STATED TASK =>
Extract every line from the records below that contains the string "pixel".

RECORDS FOR THIS TASK =>
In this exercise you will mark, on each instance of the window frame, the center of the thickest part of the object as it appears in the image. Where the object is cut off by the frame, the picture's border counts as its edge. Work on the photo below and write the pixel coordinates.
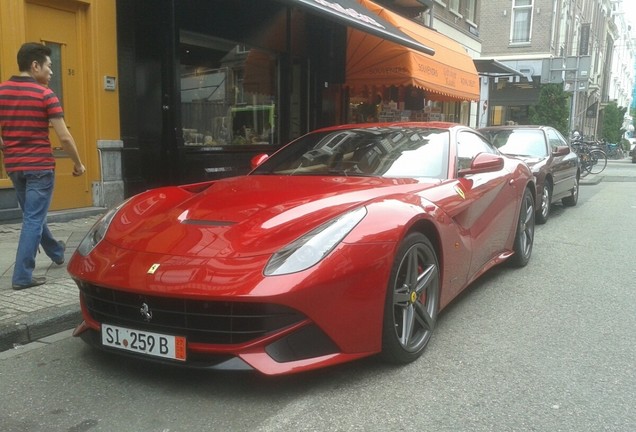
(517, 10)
...
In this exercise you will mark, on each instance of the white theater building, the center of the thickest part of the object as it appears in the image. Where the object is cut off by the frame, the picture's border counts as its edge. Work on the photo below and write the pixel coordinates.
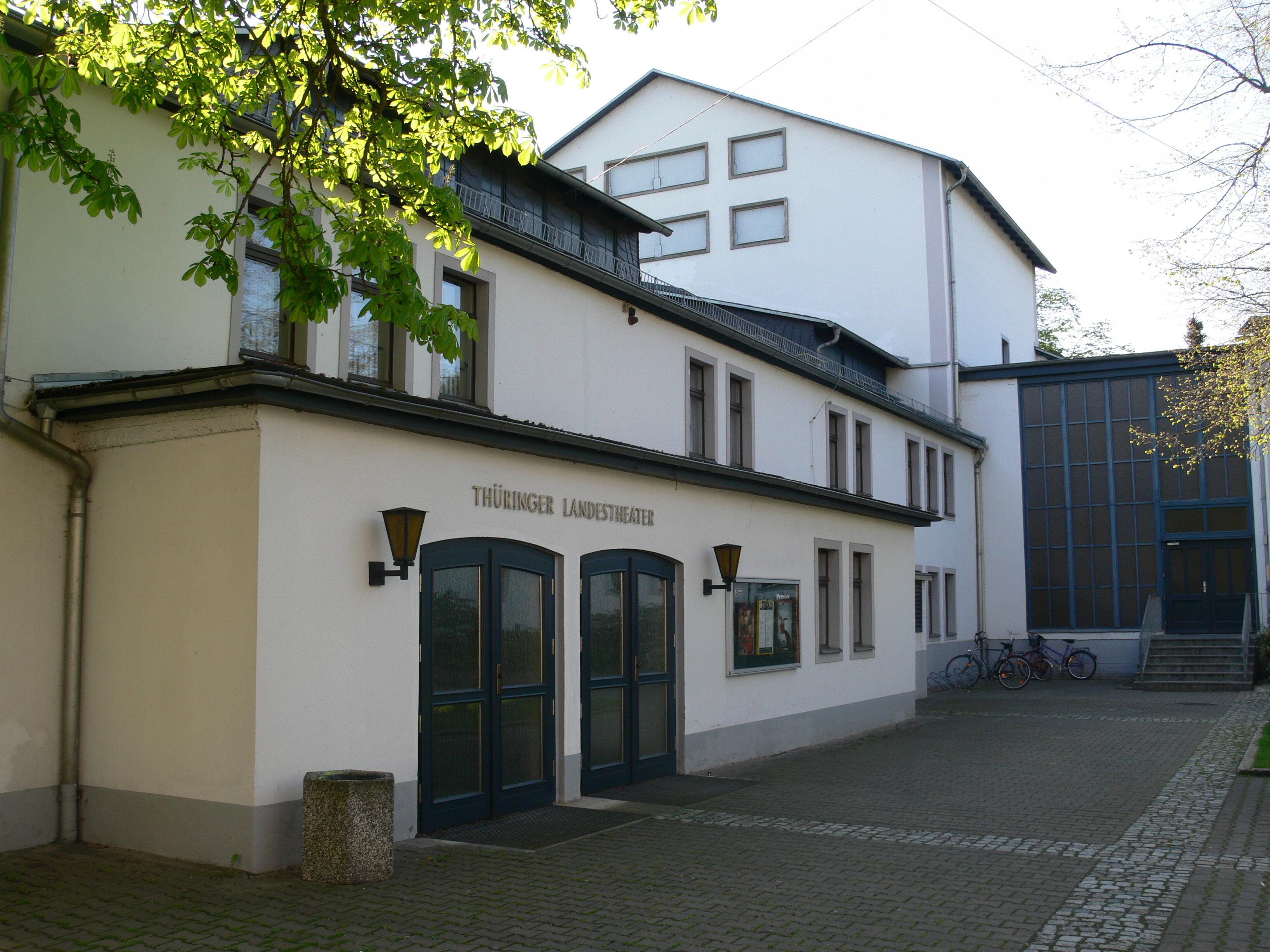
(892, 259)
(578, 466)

EXERCISE ANSWER =>
In this exercise you will mark, on each instance of the window frame, the center of the thickest part of the object as it appears in the image. Where the object is cut off by the frame, the picture's border counts as its edge. Work on the photo below and write the pixel coordinates.
In this exercise you will mark, on each instance of the white theater building, the center of the thickest part of the object as it appears in the image. Where the object is cut off by the frame, the picture's border counts as its edge. Work on the photo below and write the pixel coordinates.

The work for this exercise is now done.